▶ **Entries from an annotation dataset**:
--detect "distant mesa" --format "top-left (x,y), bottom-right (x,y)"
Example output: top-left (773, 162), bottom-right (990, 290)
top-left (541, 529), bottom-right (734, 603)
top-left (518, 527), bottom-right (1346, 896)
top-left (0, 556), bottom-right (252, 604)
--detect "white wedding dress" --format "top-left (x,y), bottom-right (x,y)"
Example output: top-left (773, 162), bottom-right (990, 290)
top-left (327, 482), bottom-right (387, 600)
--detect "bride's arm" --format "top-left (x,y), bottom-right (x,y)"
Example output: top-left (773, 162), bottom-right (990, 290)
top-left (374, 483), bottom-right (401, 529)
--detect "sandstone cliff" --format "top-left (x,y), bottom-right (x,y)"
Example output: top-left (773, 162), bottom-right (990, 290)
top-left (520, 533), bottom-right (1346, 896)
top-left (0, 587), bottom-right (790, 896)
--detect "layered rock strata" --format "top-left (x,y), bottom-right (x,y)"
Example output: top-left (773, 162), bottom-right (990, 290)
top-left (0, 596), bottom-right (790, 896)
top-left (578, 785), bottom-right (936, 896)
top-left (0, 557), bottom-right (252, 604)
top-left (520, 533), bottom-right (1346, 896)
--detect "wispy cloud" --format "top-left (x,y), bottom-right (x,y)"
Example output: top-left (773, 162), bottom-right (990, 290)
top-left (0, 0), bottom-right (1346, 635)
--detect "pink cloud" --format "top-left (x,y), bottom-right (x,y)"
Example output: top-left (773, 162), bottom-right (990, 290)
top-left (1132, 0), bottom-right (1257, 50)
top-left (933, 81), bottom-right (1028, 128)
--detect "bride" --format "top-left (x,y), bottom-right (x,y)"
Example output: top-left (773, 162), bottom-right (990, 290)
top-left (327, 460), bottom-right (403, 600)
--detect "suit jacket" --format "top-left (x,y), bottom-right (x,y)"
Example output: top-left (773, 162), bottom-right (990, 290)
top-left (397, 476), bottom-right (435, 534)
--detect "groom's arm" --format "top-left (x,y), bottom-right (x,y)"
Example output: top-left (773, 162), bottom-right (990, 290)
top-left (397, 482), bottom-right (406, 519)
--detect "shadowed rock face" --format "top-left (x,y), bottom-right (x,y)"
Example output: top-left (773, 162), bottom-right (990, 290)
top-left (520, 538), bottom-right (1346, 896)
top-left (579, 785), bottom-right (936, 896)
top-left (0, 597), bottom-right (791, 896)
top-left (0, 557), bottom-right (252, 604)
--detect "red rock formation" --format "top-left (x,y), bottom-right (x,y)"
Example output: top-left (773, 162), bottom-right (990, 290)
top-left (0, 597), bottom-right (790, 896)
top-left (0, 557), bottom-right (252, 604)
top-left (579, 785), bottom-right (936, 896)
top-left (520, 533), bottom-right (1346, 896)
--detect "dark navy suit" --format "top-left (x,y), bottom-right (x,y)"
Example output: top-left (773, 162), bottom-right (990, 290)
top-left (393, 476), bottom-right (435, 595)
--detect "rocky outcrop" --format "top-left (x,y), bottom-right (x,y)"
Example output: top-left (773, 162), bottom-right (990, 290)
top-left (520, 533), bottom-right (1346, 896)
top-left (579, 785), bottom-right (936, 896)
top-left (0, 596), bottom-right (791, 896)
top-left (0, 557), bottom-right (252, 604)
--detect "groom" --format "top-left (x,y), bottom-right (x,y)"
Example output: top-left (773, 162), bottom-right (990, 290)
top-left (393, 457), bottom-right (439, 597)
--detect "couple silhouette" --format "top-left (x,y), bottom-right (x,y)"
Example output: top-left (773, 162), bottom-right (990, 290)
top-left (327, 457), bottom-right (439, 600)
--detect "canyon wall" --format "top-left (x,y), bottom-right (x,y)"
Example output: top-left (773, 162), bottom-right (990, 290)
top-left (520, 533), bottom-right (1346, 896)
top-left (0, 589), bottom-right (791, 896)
* * *
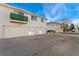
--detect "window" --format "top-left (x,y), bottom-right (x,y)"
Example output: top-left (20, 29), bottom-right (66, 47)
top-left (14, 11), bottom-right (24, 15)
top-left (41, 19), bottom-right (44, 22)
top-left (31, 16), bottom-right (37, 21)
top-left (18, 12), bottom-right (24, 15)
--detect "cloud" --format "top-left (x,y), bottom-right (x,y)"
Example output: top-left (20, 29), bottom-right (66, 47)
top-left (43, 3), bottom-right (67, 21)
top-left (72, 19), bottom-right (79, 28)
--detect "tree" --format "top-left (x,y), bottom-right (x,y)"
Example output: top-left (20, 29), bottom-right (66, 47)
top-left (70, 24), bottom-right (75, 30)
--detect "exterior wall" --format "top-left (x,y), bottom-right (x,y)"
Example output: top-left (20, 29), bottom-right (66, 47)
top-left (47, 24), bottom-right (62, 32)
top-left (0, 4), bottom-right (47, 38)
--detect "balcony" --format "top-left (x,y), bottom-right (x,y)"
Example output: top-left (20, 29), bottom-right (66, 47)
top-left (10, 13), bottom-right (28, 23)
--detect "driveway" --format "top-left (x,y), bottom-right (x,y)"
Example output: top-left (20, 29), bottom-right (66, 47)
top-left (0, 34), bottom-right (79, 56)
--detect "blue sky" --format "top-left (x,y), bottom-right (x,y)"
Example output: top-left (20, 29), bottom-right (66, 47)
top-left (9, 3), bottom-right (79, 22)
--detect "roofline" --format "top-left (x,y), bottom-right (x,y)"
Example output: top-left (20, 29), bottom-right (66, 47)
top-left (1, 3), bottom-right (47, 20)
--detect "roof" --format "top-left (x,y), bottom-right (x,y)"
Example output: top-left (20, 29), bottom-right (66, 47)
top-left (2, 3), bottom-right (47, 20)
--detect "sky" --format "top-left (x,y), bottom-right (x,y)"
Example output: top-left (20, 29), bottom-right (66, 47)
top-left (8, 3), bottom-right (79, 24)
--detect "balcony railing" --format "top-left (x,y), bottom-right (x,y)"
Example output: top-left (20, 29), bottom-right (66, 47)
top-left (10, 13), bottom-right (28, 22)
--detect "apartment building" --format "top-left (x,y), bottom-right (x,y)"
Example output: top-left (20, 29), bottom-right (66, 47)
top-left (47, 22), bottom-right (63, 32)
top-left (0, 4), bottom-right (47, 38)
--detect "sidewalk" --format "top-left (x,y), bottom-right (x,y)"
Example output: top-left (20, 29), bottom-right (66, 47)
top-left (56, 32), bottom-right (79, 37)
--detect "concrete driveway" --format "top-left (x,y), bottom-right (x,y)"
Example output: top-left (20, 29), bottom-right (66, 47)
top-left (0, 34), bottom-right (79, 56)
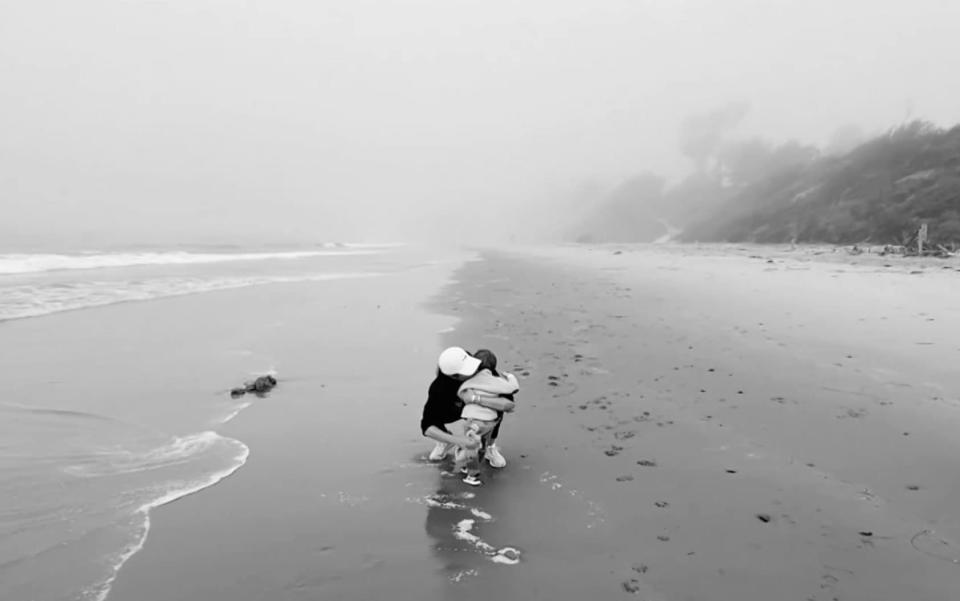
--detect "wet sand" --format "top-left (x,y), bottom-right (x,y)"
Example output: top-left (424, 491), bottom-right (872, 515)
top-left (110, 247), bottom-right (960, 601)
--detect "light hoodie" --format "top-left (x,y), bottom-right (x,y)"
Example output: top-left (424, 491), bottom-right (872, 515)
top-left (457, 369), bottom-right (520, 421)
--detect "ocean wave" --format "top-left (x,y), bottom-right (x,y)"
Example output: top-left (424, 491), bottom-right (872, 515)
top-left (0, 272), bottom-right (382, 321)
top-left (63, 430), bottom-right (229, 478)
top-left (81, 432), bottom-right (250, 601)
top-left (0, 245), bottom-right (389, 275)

▶ **Goal**: Which lines in the material above contain the word "bride"? Extract each of them.

▶ **Written answer**:
--detect "bride's arm" --format "top-left (x,y), bottom-right (x,y)"
--detect "bride" --format "top-left (x,y), bottom-right (x,y)"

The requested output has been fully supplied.